- PROBLEM DESCRIPTION:
Print each record below character for character.

- SOURCE MATERIAL:
- - -

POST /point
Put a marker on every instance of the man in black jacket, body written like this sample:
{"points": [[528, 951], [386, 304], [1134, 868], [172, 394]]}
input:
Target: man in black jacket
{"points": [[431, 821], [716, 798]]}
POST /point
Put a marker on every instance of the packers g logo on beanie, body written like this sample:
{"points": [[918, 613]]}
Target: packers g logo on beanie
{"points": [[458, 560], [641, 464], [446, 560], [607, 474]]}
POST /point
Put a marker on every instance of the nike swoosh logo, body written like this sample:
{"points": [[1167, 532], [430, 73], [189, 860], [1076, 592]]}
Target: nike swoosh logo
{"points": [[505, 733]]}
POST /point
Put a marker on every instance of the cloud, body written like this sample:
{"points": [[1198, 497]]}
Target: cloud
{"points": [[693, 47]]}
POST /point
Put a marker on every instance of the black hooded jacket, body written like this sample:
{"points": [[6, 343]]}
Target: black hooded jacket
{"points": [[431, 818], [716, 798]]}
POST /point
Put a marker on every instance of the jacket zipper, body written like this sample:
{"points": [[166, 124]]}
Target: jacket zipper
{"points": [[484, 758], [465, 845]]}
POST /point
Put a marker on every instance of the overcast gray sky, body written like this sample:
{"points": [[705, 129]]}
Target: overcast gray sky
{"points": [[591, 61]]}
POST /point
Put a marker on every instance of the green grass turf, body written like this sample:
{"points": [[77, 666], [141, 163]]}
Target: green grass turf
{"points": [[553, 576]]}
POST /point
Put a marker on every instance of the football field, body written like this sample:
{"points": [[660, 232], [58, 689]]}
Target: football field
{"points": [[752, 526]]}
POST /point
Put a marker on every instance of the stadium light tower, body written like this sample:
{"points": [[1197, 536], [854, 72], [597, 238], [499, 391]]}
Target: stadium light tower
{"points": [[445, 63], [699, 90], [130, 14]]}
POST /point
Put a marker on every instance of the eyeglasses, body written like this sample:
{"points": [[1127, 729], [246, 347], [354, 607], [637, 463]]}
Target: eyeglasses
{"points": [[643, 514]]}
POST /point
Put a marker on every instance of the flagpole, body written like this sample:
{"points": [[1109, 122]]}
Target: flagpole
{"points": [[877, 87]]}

- - -

- REPLY TO THE TASK:
POST /point
Put a marker on every instance of the man in black jacket, body written like this sample:
{"points": [[528, 951], [386, 304], [1134, 868], [172, 394]]}
input:
Target: man in black jacket
{"points": [[431, 821], [716, 798]]}
POST /point
Put a marker on every instance of the packers g logo on beanie, body written like this sample:
{"points": [[918, 613]]}
Target: packers g logo on beanie
{"points": [[458, 560], [641, 464], [446, 560], [607, 474]]}
POST /point
Put a marker on every instance of the nike swoosh logo, body written like this sample:
{"points": [[1167, 532], [430, 73], [189, 860], [1076, 592]]}
Target: nike swoosh logo
{"points": [[505, 733]]}
POST /point
Put a marker on every instance of the cloud, body written like this sample:
{"points": [[1198, 497]]}
Target: cloud
{"points": [[693, 47]]}
POST /point
Put a marker on every instance of the black hooded jacket, body written like this sample:
{"points": [[6, 343]]}
Target: black hooded jacket
{"points": [[431, 818], [716, 798]]}
POST /point
Put a marker on every instance of the jacket zipper, body written like this sample:
{"points": [[166, 124]]}
Target: jacket zipper
{"points": [[484, 758], [465, 845]]}
POST /point
Put a marker on every instance of the overcast gray sky, body written like this sample:
{"points": [[705, 129]]}
Target: overcast gray sky
{"points": [[591, 61]]}
POST /point
Put a marker on every instance of the green grass turf, body written like this sample:
{"points": [[77, 666], [141, 163]]}
Target: green grass turf
{"points": [[553, 576]]}
POST /point
Put a marker on every instance of the football field, body written like this sample:
{"points": [[660, 232], [58, 689]]}
Target: football field
{"points": [[752, 526]]}
POST /point
Put a marker on every instance of the stadium light tower, body written like this sample:
{"points": [[1197, 536], [854, 72], [597, 238], [499, 391]]}
Target: stadium light tower
{"points": [[445, 63], [699, 90], [130, 14]]}
POST /point
Put a marker on every instance of the eyeglasses, body written like this sample:
{"points": [[1127, 729], [246, 347], [354, 607], [637, 463]]}
Target: eyeglasses
{"points": [[643, 514]]}
POST /point
Put a marker on every instance of the flagpole, body written like this sample:
{"points": [[1109, 122]]}
Target: flagpole
{"points": [[877, 87]]}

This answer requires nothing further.